## PROVIDED PASSAGE
+-------+

The Mexican government has declared a national animal health emergency in the wake of a new outbreak of bird flu that has affected some 1.7 million fowl, leaving around 870,000 dead.
“We have activated a national animal health emergency with the goal of diagnosing, preventing, controlling and eradicating the Type A, sub-type H7N3 bird flu virus,” the country’s agriculture ministry said.
The declaration implies that farmers would have to quarantine and slaughter the infected birds. Contaminated products are to be destroyed, while unaffected poultry are to be vaccinated.
It is unclear how many of the 870,000 dead birds were culled by farmers or killed by the virus.
The UN’s Food and Agriculture Organization also confirmed the outbreak of the epidemic.
The H7N3 virus was detected in the western state of Jalisco, Mexico’s largest chicken-farming region, which produces 11 per cent of the country’s poultry meat and 50 per cent of its eggs.
With poultry farming making up 40 per cent of the country’s total livestock production, the economic loss from the epidemic “is and will be irreparable,” the agriculture ministry stated.
Health officials in the country have been on high alert since the 2009 outbreak of the H1N1 virus, dubbed “swine flu.” That virus grew into a global pandemic and killed up to 17,000 people. Although there have been cases of humans being infected with the H7N3 virus elsewhere in the world, the bird flu virus is not as readily contagious as H1N1.

+-------+

## DATA EXTRACTS
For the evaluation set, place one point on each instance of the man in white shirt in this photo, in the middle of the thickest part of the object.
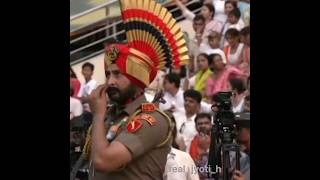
(185, 121)
(173, 95)
(180, 165)
(89, 85)
(75, 106)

+-------+

## TASK INSTRUCTIONS
Answer these questions from the article on Mexico's bird flu emergency:
(a) In which Mexican state was the H7N3 virus detected?
(b) What share of Mexico's total livestock production does poultry farming make up?
(c) In what year did the H1N1 outbreak occur?

## TASK SOLUTION
(a) Jalisco
(b) 40 percent
(c) 2009